--- Start Data shown ---

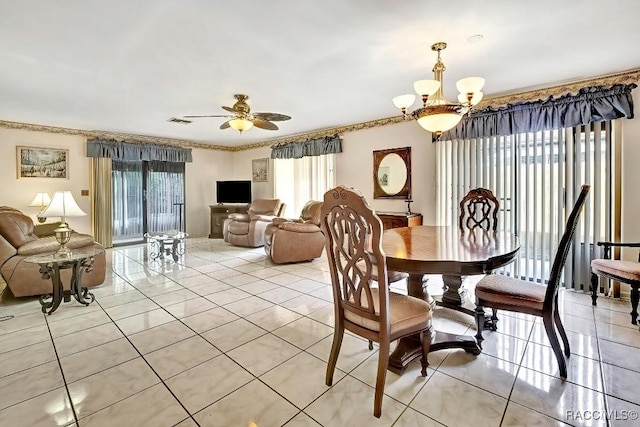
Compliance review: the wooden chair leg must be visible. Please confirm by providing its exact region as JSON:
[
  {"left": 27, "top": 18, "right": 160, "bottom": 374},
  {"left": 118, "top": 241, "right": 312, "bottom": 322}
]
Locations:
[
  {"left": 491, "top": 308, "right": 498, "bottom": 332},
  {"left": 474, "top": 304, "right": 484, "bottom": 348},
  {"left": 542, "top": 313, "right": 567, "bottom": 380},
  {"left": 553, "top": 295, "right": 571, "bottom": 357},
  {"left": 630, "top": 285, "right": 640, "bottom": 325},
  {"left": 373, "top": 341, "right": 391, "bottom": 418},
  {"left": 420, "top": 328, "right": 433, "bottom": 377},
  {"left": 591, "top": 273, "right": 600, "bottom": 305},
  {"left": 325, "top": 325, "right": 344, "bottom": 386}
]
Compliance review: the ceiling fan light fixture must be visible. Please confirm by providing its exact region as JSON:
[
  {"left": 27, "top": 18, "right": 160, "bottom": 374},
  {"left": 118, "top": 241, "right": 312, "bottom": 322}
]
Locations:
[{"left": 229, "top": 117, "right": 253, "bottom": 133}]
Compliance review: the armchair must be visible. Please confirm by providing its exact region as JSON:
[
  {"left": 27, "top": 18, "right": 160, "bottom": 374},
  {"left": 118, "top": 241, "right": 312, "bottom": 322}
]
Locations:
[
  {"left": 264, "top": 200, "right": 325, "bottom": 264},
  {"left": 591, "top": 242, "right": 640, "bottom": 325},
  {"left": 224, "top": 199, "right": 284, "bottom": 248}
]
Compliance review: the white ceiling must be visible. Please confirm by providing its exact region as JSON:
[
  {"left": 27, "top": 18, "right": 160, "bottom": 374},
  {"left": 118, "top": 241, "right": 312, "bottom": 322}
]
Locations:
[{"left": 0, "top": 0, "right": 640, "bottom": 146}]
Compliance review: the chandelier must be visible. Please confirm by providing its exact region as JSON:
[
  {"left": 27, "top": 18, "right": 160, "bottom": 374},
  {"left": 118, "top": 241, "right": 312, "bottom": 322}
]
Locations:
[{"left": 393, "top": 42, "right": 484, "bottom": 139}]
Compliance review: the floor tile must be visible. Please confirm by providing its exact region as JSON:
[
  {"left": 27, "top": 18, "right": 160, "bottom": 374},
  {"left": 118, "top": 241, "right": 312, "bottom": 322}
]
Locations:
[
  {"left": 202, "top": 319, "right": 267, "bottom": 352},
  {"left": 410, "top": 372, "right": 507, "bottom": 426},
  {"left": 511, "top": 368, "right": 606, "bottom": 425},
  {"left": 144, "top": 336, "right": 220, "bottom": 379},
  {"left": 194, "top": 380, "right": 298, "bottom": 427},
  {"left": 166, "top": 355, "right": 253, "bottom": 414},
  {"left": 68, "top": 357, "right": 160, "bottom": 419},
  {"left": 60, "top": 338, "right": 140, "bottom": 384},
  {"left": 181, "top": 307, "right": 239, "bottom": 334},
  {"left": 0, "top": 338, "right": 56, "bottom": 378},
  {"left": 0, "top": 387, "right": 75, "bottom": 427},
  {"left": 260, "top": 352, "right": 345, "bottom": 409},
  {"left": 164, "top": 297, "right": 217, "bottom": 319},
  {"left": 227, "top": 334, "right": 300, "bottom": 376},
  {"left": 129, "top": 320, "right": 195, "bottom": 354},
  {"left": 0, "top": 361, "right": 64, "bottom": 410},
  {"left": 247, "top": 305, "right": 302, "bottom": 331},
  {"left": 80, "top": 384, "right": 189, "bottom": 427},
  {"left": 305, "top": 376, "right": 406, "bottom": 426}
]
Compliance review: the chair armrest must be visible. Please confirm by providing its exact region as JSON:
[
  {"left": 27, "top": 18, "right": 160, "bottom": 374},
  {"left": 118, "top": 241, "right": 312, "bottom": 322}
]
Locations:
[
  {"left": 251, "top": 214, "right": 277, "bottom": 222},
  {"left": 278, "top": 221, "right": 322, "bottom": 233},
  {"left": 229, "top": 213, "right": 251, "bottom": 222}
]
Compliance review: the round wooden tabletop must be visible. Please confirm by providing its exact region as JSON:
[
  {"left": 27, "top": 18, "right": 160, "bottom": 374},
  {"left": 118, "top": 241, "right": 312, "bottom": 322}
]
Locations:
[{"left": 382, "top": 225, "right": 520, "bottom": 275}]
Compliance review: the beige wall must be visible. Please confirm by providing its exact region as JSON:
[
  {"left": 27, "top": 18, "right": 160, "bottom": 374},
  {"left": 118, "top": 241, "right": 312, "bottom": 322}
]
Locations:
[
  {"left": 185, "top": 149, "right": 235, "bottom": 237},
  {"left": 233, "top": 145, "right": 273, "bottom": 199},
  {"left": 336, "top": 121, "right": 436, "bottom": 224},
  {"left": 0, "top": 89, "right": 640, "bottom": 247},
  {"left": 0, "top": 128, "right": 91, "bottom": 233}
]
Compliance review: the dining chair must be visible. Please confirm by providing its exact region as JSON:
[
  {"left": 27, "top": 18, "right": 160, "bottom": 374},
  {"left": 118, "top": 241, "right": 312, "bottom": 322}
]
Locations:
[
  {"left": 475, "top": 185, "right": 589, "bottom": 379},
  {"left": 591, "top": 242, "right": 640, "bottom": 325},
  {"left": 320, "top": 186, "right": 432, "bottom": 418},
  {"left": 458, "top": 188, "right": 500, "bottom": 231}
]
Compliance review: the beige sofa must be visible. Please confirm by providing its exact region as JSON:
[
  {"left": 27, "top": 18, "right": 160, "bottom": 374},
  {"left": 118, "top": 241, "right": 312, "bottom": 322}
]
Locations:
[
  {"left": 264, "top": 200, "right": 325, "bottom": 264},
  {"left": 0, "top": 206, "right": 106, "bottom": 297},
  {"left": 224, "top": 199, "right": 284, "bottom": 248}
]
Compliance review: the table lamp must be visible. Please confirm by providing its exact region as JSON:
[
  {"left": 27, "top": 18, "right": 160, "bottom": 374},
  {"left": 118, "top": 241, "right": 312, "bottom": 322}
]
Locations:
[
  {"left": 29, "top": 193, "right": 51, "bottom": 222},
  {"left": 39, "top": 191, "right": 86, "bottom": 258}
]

--- End Data shown ---

Goal
Turn every line of the entries above into a numbered list, skipping any blank lines. Leave the pictures out.

Result
1. Compliance review: the wooden chair leg must be visible. Please confirm by providing its exact region as JSON:
2. [
3.   {"left": 27, "top": 18, "right": 160, "bottom": 374},
4.   {"left": 118, "top": 241, "right": 312, "bottom": 322}
5. ]
6. Locations:
7. [
8.   {"left": 491, "top": 308, "right": 498, "bottom": 332},
9.   {"left": 474, "top": 304, "right": 484, "bottom": 348},
10.   {"left": 542, "top": 313, "right": 567, "bottom": 380},
11.   {"left": 553, "top": 295, "right": 571, "bottom": 357},
12.   {"left": 630, "top": 285, "right": 640, "bottom": 325},
13.   {"left": 373, "top": 341, "right": 391, "bottom": 418},
14.   {"left": 420, "top": 328, "right": 433, "bottom": 377},
15.   {"left": 591, "top": 273, "right": 600, "bottom": 305},
16.   {"left": 325, "top": 325, "right": 344, "bottom": 386}
17. ]
18. Compliance review: the ceiling fan light fixture must be visible. Please confirm by providing its exact region as JSON:
19. [
20.   {"left": 27, "top": 18, "right": 160, "bottom": 374},
21.   {"left": 118, "top": 241, "right": 312, "bottom": 322}
22. ]
23. Locations:
24. [{"left": 229, "top": 117, "right": 253, "bottom": 133}]
25. Compliance review: the armchair must be visible. Please confirm by providing its exact region as JSON:
26. [
27.   {"left": 27, "top": 18, "right": 160, "bottom": 374},
28.   {"left": 118, "top": 241, "right": 312, "bottom": 322}
29. ]
30. Locations:
31. [
32.   {"left": 264, "top": 200, "right": 325, "bottom": 264},
33.   {"left": 591, "top": 242, "right": 640, "bottom": 325},
34.   {"left": 224, "top": 199, "right": 284, "bottom": 248}
35. ]
36. Compliance review: the white ceiling must be visible. Please confirm by providing its exact region as JSON:
37. [
38.   {"left": 27, "top": 18, "right": 160, "bottom": 374},
39.   {"left": 118, "top": 241, "right": 312, "bottom": 322}
40. ]
41. Locations:
42. [{"left": 0, "top": 0, "right": 640, "bottom": 146}]
43. Compliance review: the chandelier must be visible. Please confirm by providing its exact region as JSON:
44. [
45.   {"left": 27, "top": 18, "right": 160, "bottom": 374},
46.   {"left": 118, "top": 241, "right": 312, "bottom": 322}
47. ]
48. Locations:
49. [{"left": 393, "top": 42, "right": 484, "bottom": 139}]
50. Compliance review: the floor tile must be visible. Please confirm by providing its exact region as JSON:
51. [
52.   {"left": 27, "top": 18, "right": 160, "bottom": 374},
53.   {"left": 118, "top": 241, "right": 312, "bottom": 322}
54. ]
55. Locations:
56. [
57.   {"left": 202, "top": 319, "right": 267, "bottom": 352},
58.   {"left": 410, "top": 372, "right": 507, "bottom": 426},
59.   {"left": 511, "top": 368, "right": 606, "bottom": 425},
60.   {"left": 144, "top": 336, "right": 220, "bottom": 379},
61.   {"left": 194, "top": 380, "right": 298, "bottom": 427},
62.   {"left": 166, "top": 355, "right": 253, "bottom": 414},
63.   {"left": 68, "top": 357, "right": 160, "bottom": 419},
64.   {"left": 60, "top": 338, "right": 140, "bottom": 384},
65.   {"left": 181, "top": 307, "right": 239, "bottom": 334},
66.   {"left": 0, "top": 338, "right": 56, "bottom": 378},
67.   {"left": 0, "top": 387, "right": 75, "bottom": 427},
68.   {"left": 260, "top": 352, "right": 345, "bottom": 409},
69.   {"left": 164, "top": 297, "right": 217, "bottom": 319},
70.   {"left": 227, "top": 334, "right": 300, "bottom": 376},
71.   {"left": 129, "top": 320, "right": 195, "bottom": 354},
72.   {"left": 0, "top": 361, "right": 64, "bottom": 410},
73.   {"left": 247, "top": 305, "right": 302, "bottom": 331},
74.   {"left": 80, "top": 384, "right": 189, "bottom": 427},
75.   {"left": 305, "top": 376, "right": 406, "bottom": 426}
76. ]
77. Compliance review: the chair armrest must be visible. Please confirm by providing its exact region as JSON:
78. [
79.   {"left": 27, "top": 18, "right": 160, "bottom": 374},
80.   {"left": 118, "top": 241, "right": 312, "bottom": 322}
81. ]
82. Locations:
83. [
84.   {"left": 251, "top": 214, "right": 277, "bottom": 222},
85.   {"left": 278, "top": 221, "right": 322, "bottom": 233},
86.   {"left": 229, "top": 213, "right": 251, "bottom": 222}
87. ]
88. Compliance review: the round wooden tabletop must be visible. Please confirm by providing its exact region as JSON:
89. [
90.   {"left": 27, "top": 18, "right": 160, "bottom": 374},
91.   {"left": 118, "top": 241, "right": 312, "bottom": 322}
92. ]
93. Locations:
94. [{"left": 382, "top": 225, "right": 520, "bottom": 275}]
95. Compliance review: the beige wall must be visible. Please confirm by providing its exact region as JSON:
96. [
97.   {"left": 27, "top": 18, "right": 160, "bottom": 374},
98.   {"left": 118, "top": 241, "right": 312, "bottom": 322}
99. ]
100. Locations:
101. [
102.   {"left": 185, "top": 149, "right": 235, "bottom": 237},
103.   {"left": 233, "top": 145, "right": 273, "bottom": 199},
104.   {"left": 336, "top": 121, "right": 436, "bottom": 224},
105.   {"left": 0, "top": 89, "right": 640, "bottom": 247},
106.   {"left": 0, "top": 128, "right": 91, "bottom": 233}
107. ]
108. Compliance review: the dining chair must be visible. Please confirm by providing its exact region as JSON:
109. [
110.   {"left": 27, "top": 18, "right": 160, "bottom": 374},
111.   {"left": 118, "top": 241, "right": 312, "bottom": 322}
112. ]
113. Locations:
114. [
115.   {"left": 475, "top": 185, "right": 589, "bottom": 379},
116.   {"left": 591, "top": 242, "right": 640, "bottom": 325},
117.   {"left": 320, "top": 186, "right": 432, "bottom": 418},
118.   {"left": 458, "top": 188, "right": 500, "bottom": 231}
119. ]
120. Compliance review: the beige sofa must be visible. Please confirm by providing its exact region as JSON:
121. [
122.   {"left": 27, "top": 18, "right": 160, "bottom": 374},
123.   {"left": 118, "top": 241, "right": 312, "bottom": 322}
124. ]
125. Locations:
126. [
127.   {"left": 264, "top": 200, "right": 325, "bottom": 264},
128.   {"left": 0, "top": 206, "right": 106, "bottom": 297},
129.   {"left": 224, "top": 199, "right": 284, "bottom": 248}
130. ]
131. Compliance review: the table lamp must be visible. Please confirm by providing its exact region as JSON:
132. [
133.   {"left": 27, "top": 18, "right": 160, "bottom": 374},
134.   {"left": 118, "top": 241, "right": 312, "bottom": 322}
135. ]
136. Locations:
137. [
138.   {"left": 29, "top": 193, "right": 51, "bottom": 222},
139.   {"left": 39, "top": 191, "right": 86, "bottom": 258}
140. ]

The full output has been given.